- REQUIRED WORK:
[a] In the post about VMS and the TRIM facility, rewrite everything from "[Info-vax] VMS and" down to "group of blocks).", replacing "cells" with "memory cells" each time it occurs.
[b] Using the post about VMS and the TRIM facility, decide whether each statement agrees with it. Answer yes or no for each, and quote the words that settle it. (i) The SSD firmware remaps blocks using virtual memory concepts. (ii) An SSD knows which blocks a file system treats as free. (iii) A single block can be emptied on its own.

- EXTRACTED TEXT:
= = = = =
[Info-vax] VMS and the (lack of the) TRIM facility.

JF Mezei jfmezei.spamnot at vaxination.ca
Sat Jun 20 23:50:40 EDT 2015


On 15-06-20 04:28, Dirk Munk wrote:

> With flash memory you can do two things, you can write empty cells, or 
> you can erase written cells. You can not rewrite cells, like you would 
> rewrite written block on a disk.

It is worse. You can only write a block if it is empty. But you can only
empty pages (a group of blocks).

So the SSD firmware, when told to write block 7, will zap page 1000, and
copy blocks 0 to 9 to it, including the modified block 7. It uses
virtual memory concepts to remap blocks as it rewrites them elsewhere.

And SSD does not know whether a file system considers a block to be free
or in use, so in the above example, it assumes all blocks 0 to 9 are in
use and copoies them to new location.
= = = = =
- DATA RECORDS:
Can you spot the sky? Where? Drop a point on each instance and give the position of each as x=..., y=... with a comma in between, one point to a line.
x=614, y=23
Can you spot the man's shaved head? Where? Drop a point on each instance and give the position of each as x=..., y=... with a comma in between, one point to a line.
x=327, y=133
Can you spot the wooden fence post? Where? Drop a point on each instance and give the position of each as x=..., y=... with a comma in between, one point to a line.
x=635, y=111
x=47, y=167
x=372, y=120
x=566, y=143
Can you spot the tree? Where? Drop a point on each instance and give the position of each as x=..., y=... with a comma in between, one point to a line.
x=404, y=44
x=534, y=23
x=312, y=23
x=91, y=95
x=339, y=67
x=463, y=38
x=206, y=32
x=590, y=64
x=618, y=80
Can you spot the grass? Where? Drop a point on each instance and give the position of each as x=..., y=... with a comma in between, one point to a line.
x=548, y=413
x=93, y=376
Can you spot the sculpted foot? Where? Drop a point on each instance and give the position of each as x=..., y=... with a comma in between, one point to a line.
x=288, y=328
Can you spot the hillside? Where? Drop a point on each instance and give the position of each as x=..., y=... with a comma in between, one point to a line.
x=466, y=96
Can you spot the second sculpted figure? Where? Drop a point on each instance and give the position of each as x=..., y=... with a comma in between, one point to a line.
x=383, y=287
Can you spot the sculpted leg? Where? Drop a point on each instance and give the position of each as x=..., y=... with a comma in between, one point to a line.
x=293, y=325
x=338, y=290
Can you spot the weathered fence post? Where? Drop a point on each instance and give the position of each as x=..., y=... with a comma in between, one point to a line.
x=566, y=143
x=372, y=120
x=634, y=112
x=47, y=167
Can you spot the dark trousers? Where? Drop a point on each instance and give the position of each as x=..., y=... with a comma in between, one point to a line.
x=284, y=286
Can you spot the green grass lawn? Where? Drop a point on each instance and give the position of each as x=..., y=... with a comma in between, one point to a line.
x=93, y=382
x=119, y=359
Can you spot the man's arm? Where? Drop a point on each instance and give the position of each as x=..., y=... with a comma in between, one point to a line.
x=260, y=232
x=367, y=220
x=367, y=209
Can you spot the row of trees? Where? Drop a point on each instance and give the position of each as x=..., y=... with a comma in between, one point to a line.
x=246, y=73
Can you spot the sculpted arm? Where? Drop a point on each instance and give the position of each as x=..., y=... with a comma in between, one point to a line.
= = = = =
- ANSWERS TO THE EXERCISE:
[a]
[Info-vax] VMS and the (lack of the) TRIM facility.

JF Mezei jfmezei.spamnot at vaxination.ca
Sat Jun 20 23:50:40 EDT 2015


On 15-06-20 04:28, Dirk Munk wrote:

> With flash memory you can do two things, you can write empty memory cells, or 
> you can erase written memory cells. You can not rewrite memory cells, like you would 
> rewrite written block on a disk.

It is worse. You can only write a block if it is empty. But you can only
empty pages (a group of blocks).

[b]
(i) Yes: "It uses virtual memory concepts to remap blocks as it rewrites them elsewhere."
(ii) No: "And SSD does not know whether a file system considers a block to be free or in use"
(iii) No: "But you can only empty pages (a group of blocks)."